• **WHAT YOU WILL DO**
Arrange every line of the items below as a numbered list, skipping any blank lines. Leave the pictures out of your answer.

Entries from a dataset

------------------------------------------------------------

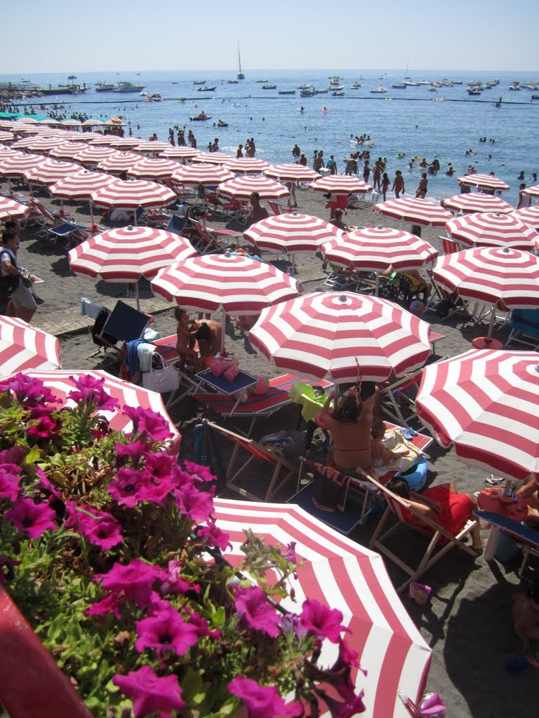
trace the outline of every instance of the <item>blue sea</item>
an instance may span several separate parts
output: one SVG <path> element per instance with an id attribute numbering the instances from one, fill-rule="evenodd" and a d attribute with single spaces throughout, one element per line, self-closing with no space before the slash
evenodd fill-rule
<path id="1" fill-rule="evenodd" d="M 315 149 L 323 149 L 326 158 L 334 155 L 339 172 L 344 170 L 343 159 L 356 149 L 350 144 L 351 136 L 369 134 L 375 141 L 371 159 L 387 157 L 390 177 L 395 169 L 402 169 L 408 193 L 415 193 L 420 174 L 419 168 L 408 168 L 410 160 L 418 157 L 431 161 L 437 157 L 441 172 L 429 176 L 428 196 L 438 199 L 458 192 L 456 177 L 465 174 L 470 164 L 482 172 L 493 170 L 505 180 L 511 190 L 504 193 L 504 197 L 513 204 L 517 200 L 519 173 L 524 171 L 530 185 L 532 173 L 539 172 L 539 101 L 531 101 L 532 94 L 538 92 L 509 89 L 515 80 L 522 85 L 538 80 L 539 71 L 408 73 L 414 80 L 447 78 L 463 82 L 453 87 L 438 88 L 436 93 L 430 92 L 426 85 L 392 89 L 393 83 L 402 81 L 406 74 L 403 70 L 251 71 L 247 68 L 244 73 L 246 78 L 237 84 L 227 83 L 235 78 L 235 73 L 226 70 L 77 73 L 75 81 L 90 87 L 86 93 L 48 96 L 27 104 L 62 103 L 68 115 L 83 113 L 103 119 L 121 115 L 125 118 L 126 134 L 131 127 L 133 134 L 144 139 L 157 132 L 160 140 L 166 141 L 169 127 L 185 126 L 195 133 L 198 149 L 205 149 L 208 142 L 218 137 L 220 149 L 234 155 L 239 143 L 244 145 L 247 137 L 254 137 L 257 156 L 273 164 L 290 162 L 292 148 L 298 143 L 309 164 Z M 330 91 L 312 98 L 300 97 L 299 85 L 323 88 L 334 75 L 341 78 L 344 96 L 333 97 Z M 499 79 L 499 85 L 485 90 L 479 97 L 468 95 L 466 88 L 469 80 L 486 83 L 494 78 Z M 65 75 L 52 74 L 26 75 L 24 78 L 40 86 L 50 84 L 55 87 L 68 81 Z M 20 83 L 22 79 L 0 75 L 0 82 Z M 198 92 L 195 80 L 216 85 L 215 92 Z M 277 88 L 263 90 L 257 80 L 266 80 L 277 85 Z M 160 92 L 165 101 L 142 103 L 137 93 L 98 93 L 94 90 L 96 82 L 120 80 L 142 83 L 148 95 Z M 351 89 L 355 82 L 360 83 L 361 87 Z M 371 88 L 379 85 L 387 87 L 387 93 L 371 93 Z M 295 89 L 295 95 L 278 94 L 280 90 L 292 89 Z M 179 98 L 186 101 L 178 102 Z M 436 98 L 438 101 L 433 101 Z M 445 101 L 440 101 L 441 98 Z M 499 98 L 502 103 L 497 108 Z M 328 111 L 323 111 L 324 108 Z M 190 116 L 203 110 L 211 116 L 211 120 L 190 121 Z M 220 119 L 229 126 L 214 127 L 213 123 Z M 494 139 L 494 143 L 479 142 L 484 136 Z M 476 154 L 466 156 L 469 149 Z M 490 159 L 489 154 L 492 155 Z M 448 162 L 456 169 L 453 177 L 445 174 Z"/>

------------------------------------------------------------

• **SOLVED PROBLEM**
1. trace the outline of every instance of the <item>blue sea</item>
2. an instance may span several separate parts
3. output: one SVG <path> element per instance with an id attribute numbering the instances from one, fill-rule="evenodd" and a d attribute with single spaces throughout, one element per line, self-closing with no space before the slash
4. evenodd fill-rule
5. <path id="1" fill-rule="evenodd" d="M 315 149 L 323 149 L 326 158 L 334 155 L 339 172 L 344 170 L 343 159 L 356 149 L 350 144 L 351 136 L 369 134 L 375 141 L 371 159 L 387 157 L 390 177 L 395 169 L 402 169 L 408 193 L 415 193 L 420 174 L 419 168 L 408 168 L 410 160 L 418 157 L 431 161 L 437 157 L 441 172 L 429 176 L 428 196 L 438 199 L 458 192 L 456 177 L 465 174 L 470 164 L 482 172 L 493 170 L 505 180 L 511 190 L 504 193 L 504 197 L 513 204 L 517 200 L 519 173 L 524 171 L 530 185 L 532 173 L 539 172 L 539 101 L 531 101 L 532 94 L 538 92 L 509 89 L 515 80 L 522 85 L 538 80 L 539 71 L 408 73 L 414 80 L 447 78 L 463 82 L 453 87 L 438 88 L 436 93 L 430 92 L 426 85 L 392 89 L 393 83 L 402 81 L 406 74 L 403 70 L 251 71 L 247 68 L 244 73 L 246 78 L 237 84 L 227 83 L 235 78 L 235 73 L 226 70 L 77 73 L 75 81 L 90 87 L 86 93 L 48 96 L 27 104 L 62 103 L 68 115 L 83 113 L 103 119 L 121 115 L 125 118 L 126 134 L 131 127 L 133 134 L 144 139 L 157 132 L 160 140 L 166 141 L 169 127 L 185 126 L 195 133 L 198 149 L 205 149 L 208 142 L 218 137 L 220 149 L 234 155 L 239 143 L 244 145 L 247 137 L 254 137 L 257 156 L 273 164 L 290 162 L 292 148 L 298 143 L 309 164 Z M 330 91 L 312 98 L 300 97 L 299 85 L 323 88 L 334 75 L 341 78 L 344 96 L 333 97 Z M 499 79 L 499 85 L 485 90 L 479 97 L 468 95 L 466 88 L 469 80 L 486 83 L 494 78 Z M 65 75 L 52 74 L 26 75 L 24 78 L 40 86 L 50 84 L 55 87 L 68 81 Z M 20 83 L 22 79 L 0 75 L 0 82 Z M 198 92 L 195 80 L 216 85 L 215 92 Z M 277 88 L 263 90 L 257 80 L 266 80 L 277 85 Z M 160 92 L 165 101 L 142 103 L 137 93 L 98 93 L 94 90 L 96 82 L 120 80 L 142 83 L 148 95 Z M 351 89 L 355 82 L 360 83 L 361 87 Z M 371 88 L 379 85 L 387 87 L 387 93 L 371 93 Z M 295 89 L 295 95 L 278 94 L 280 90 L 292 89 Z M 179 98 L 186 101 L 178 102 Z M 436 98 L 438 101 L 433 101 Z M 445 101 L 440 101 L 441 98 Z M 499 98 L 502 103 L 497 108 Z M 328 111 L 323 111 L 324 108 Z M 190 116 L 203 110 L 211 116 L 211 120 L 190 121 Z M 220 119 L 229 126 L 214 127 L 213 123 Z M 494 139 L 494 143 L 479 142 L 484 136 Z M 476 154 L 466 156 L 469 149 Z M 490 159 L 489 154 L 492 155 Z M 448 162 L 456 169 L 453 177 L 445 174 Z"/>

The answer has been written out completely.